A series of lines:
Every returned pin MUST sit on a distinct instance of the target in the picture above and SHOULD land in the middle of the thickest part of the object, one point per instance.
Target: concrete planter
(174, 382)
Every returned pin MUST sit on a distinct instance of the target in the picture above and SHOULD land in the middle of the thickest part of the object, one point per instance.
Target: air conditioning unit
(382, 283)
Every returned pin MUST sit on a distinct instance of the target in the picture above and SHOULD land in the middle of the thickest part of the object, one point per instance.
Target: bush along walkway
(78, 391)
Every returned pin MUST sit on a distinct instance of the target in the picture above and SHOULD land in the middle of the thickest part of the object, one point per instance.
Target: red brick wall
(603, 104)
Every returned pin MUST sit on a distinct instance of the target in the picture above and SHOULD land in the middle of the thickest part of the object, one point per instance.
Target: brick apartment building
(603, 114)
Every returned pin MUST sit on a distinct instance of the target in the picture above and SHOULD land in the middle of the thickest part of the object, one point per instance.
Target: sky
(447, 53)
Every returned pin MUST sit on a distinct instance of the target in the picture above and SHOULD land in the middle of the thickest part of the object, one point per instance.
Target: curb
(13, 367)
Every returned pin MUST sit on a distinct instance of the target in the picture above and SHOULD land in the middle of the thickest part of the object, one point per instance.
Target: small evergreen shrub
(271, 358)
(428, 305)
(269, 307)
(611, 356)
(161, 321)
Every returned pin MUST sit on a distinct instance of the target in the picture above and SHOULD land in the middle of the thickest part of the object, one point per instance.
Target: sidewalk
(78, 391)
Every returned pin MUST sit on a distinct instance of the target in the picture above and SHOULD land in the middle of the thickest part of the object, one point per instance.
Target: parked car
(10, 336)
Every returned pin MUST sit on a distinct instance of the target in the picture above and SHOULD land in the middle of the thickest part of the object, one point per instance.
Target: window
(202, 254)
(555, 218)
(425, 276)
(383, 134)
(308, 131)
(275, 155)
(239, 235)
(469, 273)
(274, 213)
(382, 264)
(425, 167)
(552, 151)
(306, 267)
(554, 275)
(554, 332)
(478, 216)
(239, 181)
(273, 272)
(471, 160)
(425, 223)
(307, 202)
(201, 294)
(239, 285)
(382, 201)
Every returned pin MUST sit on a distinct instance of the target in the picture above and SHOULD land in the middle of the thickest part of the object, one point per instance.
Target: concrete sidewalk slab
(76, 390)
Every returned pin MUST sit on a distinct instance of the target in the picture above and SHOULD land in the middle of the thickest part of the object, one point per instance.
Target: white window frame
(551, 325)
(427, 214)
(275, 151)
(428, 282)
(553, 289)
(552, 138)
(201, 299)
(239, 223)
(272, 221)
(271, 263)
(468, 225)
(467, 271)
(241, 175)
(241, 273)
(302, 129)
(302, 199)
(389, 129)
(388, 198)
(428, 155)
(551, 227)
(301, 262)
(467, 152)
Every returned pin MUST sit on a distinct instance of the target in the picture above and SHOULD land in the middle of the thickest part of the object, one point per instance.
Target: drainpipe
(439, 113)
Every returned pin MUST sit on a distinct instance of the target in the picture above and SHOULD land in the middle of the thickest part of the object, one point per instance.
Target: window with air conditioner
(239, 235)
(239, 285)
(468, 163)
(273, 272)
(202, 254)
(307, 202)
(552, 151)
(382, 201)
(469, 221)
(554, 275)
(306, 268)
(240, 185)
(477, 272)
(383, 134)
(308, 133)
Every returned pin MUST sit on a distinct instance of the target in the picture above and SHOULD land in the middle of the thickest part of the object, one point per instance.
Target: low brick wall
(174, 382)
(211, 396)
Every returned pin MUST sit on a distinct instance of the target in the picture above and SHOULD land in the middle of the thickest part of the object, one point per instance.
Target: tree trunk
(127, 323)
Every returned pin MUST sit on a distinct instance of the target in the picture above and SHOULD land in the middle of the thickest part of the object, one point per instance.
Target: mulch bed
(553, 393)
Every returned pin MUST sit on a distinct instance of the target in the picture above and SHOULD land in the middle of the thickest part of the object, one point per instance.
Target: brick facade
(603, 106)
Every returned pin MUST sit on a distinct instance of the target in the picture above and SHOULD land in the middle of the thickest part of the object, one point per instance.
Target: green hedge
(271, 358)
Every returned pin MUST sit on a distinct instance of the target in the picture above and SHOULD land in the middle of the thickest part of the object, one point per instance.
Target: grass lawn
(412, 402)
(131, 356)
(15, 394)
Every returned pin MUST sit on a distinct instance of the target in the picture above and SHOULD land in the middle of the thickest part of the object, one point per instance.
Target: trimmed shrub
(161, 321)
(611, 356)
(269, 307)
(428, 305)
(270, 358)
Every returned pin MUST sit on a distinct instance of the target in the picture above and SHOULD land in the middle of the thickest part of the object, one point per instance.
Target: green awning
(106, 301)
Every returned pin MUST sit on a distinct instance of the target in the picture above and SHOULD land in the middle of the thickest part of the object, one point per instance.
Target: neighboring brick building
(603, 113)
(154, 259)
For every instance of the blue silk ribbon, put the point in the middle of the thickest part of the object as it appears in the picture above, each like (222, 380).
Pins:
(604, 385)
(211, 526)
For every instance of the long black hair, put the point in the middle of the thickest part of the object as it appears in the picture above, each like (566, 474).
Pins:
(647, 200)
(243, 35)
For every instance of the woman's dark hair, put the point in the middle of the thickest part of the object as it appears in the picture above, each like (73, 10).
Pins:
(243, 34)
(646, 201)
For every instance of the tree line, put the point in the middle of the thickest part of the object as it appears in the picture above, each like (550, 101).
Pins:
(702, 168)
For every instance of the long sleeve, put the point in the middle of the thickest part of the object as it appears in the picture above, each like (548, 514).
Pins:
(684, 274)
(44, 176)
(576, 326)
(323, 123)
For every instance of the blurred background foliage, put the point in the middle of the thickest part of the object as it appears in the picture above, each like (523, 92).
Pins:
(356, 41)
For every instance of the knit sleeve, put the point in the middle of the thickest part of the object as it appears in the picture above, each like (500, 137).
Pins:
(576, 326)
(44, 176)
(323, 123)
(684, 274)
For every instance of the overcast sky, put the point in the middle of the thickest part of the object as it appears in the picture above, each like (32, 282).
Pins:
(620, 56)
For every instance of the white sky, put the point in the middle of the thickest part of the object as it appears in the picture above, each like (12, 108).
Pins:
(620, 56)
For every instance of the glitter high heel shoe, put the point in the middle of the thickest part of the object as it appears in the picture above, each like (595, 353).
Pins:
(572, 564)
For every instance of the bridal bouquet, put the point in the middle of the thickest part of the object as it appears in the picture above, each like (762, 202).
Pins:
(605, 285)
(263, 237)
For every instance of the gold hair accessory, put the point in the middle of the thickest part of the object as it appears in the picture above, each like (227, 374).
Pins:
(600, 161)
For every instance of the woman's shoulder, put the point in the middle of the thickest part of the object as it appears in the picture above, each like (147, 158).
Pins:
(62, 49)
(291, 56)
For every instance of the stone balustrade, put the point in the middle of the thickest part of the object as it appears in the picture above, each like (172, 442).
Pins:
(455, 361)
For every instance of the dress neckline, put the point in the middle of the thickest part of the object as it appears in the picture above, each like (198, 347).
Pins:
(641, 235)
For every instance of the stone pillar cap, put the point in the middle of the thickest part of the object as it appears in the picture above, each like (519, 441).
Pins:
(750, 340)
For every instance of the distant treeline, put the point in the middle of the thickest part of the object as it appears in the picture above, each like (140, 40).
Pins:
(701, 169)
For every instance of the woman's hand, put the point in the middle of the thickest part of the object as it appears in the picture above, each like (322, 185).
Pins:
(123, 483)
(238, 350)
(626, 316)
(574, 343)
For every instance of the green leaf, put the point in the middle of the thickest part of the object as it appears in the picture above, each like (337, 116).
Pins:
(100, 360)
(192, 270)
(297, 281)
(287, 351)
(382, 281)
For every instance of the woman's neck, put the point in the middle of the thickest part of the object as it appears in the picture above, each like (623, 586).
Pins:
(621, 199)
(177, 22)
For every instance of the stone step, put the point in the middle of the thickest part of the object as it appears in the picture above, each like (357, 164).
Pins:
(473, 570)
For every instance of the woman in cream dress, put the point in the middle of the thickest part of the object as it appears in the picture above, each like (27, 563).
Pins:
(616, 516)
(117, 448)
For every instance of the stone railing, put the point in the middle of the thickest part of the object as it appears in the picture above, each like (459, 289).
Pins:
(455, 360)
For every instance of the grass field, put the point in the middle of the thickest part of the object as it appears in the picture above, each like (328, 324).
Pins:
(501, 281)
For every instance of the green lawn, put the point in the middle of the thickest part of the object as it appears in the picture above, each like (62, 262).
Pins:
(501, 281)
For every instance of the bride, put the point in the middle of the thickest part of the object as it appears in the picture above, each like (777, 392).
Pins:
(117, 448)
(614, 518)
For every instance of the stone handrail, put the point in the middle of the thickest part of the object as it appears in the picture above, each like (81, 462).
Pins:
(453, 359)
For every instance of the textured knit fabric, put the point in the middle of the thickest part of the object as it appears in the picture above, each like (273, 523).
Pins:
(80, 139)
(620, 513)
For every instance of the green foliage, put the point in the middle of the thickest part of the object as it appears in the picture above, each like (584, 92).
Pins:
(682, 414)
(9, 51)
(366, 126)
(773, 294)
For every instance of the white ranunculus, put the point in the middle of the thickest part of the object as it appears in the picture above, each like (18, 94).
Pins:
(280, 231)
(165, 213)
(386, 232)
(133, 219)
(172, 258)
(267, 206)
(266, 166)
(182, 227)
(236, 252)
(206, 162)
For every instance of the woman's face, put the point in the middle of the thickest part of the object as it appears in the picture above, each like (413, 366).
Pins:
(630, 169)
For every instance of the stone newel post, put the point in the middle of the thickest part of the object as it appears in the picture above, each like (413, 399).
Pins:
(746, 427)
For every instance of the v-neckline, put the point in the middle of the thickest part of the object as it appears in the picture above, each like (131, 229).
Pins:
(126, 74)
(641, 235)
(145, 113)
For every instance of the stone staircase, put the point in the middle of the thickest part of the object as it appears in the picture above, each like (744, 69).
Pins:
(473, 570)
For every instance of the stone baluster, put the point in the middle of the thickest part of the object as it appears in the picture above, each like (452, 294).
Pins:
* * *
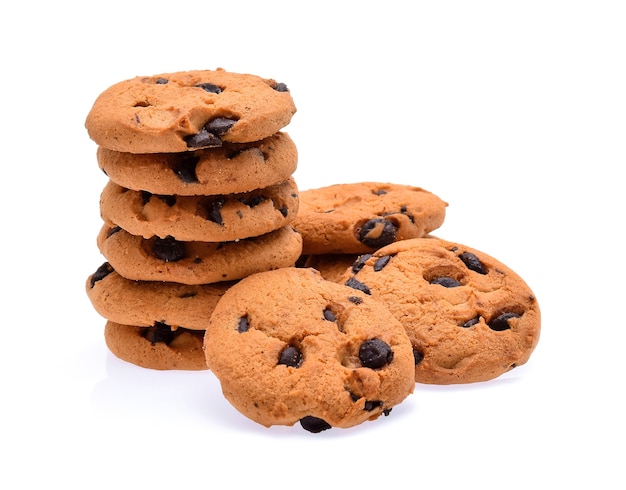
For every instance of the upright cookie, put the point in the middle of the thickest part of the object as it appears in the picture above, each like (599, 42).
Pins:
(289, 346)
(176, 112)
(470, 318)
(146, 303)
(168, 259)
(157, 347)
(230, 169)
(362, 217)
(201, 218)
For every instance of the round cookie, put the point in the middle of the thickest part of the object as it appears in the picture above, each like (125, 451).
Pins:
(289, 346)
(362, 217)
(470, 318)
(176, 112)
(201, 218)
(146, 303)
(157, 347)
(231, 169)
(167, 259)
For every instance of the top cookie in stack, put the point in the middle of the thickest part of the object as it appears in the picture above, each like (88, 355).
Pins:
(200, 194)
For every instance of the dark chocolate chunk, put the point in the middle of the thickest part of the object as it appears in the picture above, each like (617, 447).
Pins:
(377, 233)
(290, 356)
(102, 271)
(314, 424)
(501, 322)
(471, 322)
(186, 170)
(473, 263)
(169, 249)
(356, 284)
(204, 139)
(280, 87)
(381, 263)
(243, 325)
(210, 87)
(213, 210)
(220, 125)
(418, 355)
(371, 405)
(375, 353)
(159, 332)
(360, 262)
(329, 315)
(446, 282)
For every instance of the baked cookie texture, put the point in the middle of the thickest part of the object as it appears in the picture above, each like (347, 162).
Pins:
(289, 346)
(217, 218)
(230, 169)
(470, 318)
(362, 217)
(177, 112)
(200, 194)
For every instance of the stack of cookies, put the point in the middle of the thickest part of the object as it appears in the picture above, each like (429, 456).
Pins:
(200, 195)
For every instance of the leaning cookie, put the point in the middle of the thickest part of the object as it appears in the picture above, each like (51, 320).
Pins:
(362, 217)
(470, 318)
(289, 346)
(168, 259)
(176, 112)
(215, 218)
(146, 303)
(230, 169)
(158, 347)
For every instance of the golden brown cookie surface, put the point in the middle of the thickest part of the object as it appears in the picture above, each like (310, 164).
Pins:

Stated goal
Report every line above that contains the string "wall", matching case exactly, and copy each of those lines in full.

Final result
Target: red brick wall
Target: low brick wall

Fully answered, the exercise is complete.